[EXCERPTED RECORDS — start]

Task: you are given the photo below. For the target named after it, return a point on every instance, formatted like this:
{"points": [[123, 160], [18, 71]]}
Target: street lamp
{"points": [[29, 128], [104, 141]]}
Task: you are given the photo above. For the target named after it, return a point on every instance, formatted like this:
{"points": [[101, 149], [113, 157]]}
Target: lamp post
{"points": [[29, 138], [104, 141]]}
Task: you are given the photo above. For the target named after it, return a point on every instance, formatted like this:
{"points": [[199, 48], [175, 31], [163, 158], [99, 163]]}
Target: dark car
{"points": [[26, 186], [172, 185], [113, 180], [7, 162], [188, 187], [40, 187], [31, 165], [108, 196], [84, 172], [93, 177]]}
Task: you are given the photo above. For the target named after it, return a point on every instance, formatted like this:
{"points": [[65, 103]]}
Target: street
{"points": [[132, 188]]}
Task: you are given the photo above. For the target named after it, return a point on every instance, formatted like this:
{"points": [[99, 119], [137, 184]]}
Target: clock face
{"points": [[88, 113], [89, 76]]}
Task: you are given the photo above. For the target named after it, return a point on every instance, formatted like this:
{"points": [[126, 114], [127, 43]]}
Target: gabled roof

[EXCERPTED RECORDS — finish]

EXERCISE DIRECTIONS
All the records above need to be output exactly, with none omitted.

THE ANSWER
Task: you are given the photo below. For the target named after it, return a point on every instance, formatted like this:
{"points": [[123, 160], [18, 71]]}
Target: street lamp
{"points": [[29, 128], [104, 141]]}
Task: you are given the photo above. For the target named after it, return a point on every instance, formatted like this:
{"points": [[101, 149], [113, 157]]}
Target: lamp post
{"points": [[29, 138], [104, 141]]}
Task: you are given the photo above. For the target named after it, return a point on every instance, formatted like this:
{"points": [[199, 48], [175, 31], [163, 158], [99, 163]]}
Target: dark car
{"points": [[26, 186], [172, 185], [113, 180], [7, 162], [188, 187], [40, 187], [31, 165], [108, 196], [84, 172], [93, 177]]}
Task: you are given the photo above. For the target named after it, return a point on every instance, formatted like this:
{"points": [[65, 103]]}
Target: street
{"points": [[132, 188]]}
Task: you are given the photo above. For the target named after it, return a point on every instance, formatted like this:
{"points": [[99, 119], [137, 184]]}
Target: clock face
{"points": [[88, 113], [89, 76]]}
Task: you are given the photo above. For the target named after it, return a point on every instance, formatted like this:
{"points": [[126, 114], [127, 43]]}
Target: gabled roof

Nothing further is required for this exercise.